Segment Start: RECORDS PROVIDED

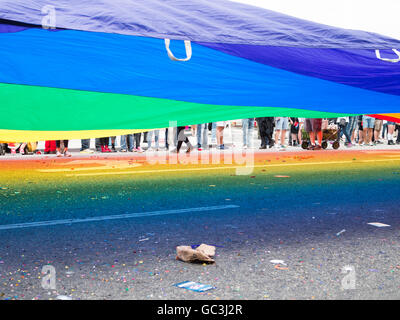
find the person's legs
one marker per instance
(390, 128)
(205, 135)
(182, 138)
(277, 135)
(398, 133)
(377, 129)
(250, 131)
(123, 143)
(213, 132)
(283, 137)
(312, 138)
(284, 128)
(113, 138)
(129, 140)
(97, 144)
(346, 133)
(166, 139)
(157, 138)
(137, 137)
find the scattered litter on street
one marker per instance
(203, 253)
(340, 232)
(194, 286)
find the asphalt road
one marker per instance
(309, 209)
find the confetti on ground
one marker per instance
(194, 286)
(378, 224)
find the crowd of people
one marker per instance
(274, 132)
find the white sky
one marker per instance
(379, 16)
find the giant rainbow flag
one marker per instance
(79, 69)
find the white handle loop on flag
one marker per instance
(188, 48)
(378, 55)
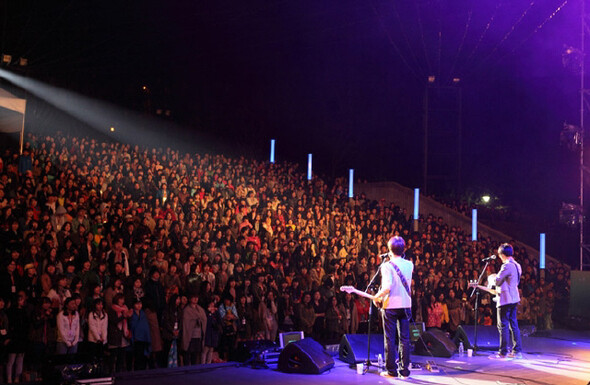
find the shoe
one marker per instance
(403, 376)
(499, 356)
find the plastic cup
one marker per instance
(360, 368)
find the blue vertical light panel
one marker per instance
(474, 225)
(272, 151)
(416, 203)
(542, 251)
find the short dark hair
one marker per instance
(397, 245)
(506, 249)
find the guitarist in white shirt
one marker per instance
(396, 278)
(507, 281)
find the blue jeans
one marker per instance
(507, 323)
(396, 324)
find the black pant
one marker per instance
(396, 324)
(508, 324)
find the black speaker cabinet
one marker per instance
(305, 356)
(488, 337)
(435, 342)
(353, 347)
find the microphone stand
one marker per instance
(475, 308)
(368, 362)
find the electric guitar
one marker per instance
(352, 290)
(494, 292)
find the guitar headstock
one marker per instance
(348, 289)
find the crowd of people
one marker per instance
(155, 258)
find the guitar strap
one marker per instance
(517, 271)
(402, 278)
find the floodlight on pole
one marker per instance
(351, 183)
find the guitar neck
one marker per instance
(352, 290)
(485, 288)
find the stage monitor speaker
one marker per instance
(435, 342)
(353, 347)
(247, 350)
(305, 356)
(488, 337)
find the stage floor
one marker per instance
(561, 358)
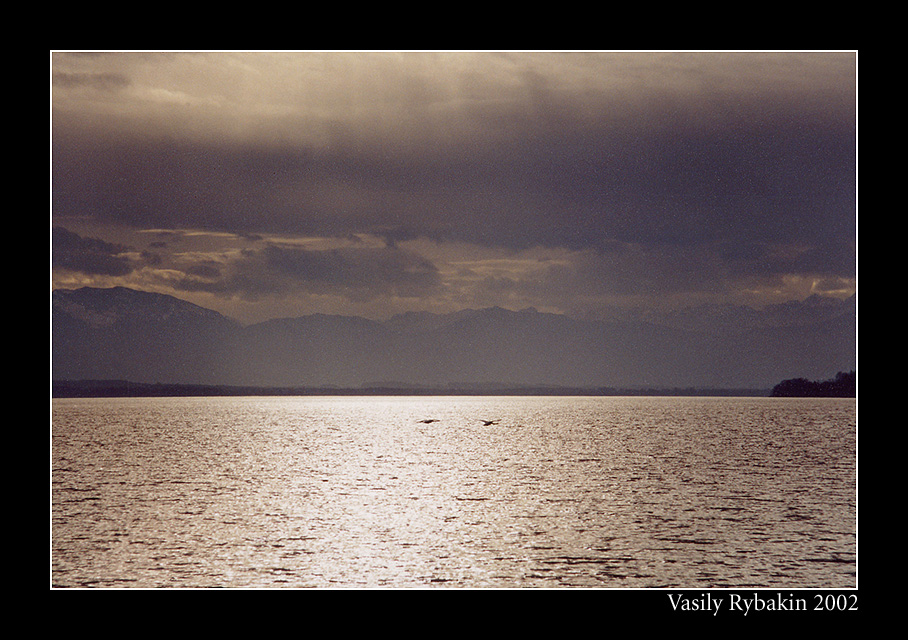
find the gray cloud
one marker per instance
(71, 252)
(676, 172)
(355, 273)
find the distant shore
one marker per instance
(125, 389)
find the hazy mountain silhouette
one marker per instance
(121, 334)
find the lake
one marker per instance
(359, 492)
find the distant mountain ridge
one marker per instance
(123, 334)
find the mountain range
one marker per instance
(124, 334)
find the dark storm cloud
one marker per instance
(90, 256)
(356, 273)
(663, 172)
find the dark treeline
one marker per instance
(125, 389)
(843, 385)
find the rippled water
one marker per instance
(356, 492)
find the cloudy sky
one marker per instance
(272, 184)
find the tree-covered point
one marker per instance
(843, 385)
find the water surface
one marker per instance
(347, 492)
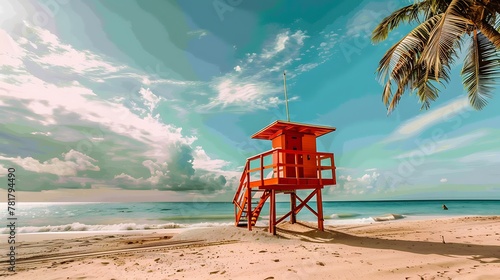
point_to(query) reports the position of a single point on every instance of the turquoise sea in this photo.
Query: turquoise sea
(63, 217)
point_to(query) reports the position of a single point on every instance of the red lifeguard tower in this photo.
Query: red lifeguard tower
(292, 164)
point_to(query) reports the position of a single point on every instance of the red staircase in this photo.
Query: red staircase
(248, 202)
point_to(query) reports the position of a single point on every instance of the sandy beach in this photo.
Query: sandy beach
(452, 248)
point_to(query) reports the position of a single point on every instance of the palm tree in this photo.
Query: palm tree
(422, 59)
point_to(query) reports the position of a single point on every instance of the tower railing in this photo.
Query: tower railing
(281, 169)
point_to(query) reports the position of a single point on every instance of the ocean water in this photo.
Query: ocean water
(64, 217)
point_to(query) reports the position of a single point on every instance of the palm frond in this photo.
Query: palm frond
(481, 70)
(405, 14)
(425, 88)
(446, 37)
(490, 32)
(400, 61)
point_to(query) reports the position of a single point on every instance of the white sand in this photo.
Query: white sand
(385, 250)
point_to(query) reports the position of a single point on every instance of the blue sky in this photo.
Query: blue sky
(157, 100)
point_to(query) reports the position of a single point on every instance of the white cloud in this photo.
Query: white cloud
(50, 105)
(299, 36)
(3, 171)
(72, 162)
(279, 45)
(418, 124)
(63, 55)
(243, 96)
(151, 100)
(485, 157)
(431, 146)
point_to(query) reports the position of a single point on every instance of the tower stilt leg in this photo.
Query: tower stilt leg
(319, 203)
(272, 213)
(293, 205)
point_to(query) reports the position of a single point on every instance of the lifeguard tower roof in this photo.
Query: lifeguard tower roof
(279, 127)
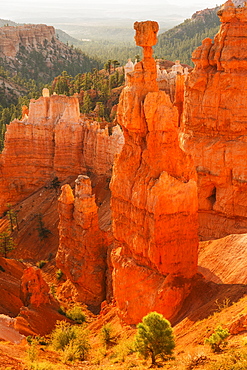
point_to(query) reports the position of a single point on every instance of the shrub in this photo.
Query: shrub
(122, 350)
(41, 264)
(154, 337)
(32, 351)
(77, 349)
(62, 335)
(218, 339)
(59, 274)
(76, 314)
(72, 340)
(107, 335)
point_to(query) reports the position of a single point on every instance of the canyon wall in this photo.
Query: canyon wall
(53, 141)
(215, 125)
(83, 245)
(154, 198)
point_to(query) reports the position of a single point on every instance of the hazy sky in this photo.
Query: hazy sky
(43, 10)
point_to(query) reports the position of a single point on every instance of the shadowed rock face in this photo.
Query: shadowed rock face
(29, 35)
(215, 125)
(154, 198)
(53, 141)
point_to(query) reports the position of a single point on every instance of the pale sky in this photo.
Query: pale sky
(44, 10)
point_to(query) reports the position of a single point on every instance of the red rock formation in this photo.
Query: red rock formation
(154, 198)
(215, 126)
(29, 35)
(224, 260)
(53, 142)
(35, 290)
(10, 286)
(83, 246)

Segment End: RECORDS PROVIDED
Segment Start: RECORDS PROVIDED

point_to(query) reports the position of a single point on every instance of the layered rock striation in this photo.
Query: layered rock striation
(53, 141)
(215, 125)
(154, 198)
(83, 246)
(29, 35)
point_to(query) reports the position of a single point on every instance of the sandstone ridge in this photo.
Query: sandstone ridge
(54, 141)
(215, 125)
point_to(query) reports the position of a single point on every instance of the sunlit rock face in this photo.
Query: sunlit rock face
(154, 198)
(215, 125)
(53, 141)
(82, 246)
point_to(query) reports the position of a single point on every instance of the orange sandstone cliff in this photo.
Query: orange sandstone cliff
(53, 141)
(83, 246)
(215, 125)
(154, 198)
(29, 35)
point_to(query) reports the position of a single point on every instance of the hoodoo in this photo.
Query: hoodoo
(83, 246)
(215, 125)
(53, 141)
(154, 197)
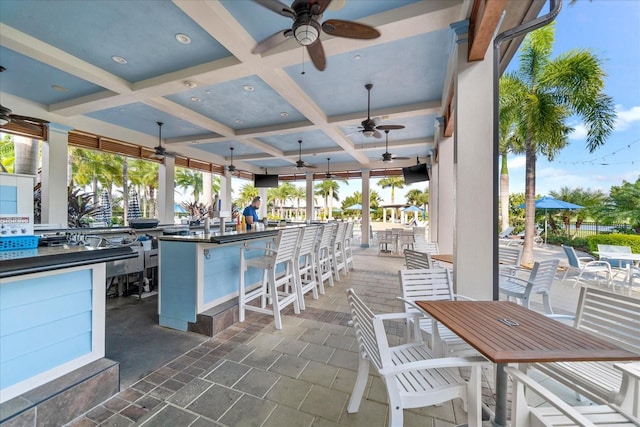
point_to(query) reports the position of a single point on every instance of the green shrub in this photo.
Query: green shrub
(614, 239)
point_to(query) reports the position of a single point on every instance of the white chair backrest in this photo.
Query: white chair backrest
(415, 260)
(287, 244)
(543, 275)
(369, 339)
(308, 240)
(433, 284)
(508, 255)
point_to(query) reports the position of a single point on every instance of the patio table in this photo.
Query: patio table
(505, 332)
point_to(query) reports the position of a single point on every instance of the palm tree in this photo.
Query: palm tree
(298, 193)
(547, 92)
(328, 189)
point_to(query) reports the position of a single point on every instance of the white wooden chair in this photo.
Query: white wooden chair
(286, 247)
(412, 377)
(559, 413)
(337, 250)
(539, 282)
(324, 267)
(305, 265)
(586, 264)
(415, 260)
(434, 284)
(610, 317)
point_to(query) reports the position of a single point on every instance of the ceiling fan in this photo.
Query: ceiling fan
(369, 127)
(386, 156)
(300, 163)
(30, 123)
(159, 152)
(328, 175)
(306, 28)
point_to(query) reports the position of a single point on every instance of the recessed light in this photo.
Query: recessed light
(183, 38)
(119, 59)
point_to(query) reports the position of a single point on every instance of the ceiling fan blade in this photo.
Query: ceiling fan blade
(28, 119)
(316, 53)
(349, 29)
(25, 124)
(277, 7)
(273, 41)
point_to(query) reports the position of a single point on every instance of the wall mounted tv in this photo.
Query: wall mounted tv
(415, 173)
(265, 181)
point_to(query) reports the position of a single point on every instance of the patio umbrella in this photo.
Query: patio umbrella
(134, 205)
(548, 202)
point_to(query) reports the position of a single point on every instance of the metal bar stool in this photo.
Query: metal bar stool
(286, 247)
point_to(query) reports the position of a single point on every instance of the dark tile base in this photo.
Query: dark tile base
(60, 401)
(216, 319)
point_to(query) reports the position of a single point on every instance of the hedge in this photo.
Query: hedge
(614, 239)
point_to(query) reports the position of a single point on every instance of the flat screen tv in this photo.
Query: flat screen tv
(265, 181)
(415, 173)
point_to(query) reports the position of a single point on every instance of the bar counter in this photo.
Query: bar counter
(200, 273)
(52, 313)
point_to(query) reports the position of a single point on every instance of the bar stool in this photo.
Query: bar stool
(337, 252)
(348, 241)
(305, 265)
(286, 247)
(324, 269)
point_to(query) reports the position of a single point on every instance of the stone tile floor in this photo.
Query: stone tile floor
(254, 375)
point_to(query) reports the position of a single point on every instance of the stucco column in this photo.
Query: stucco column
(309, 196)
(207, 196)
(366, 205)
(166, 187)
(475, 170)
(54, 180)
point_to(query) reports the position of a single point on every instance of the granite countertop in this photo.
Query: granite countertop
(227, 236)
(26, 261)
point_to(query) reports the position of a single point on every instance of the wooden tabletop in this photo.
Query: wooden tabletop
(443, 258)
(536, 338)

Segment End: RECORDS PROVIDED

Return every line above in which the string "distant" occurs.

find the distant shore
find the distant mountain ridge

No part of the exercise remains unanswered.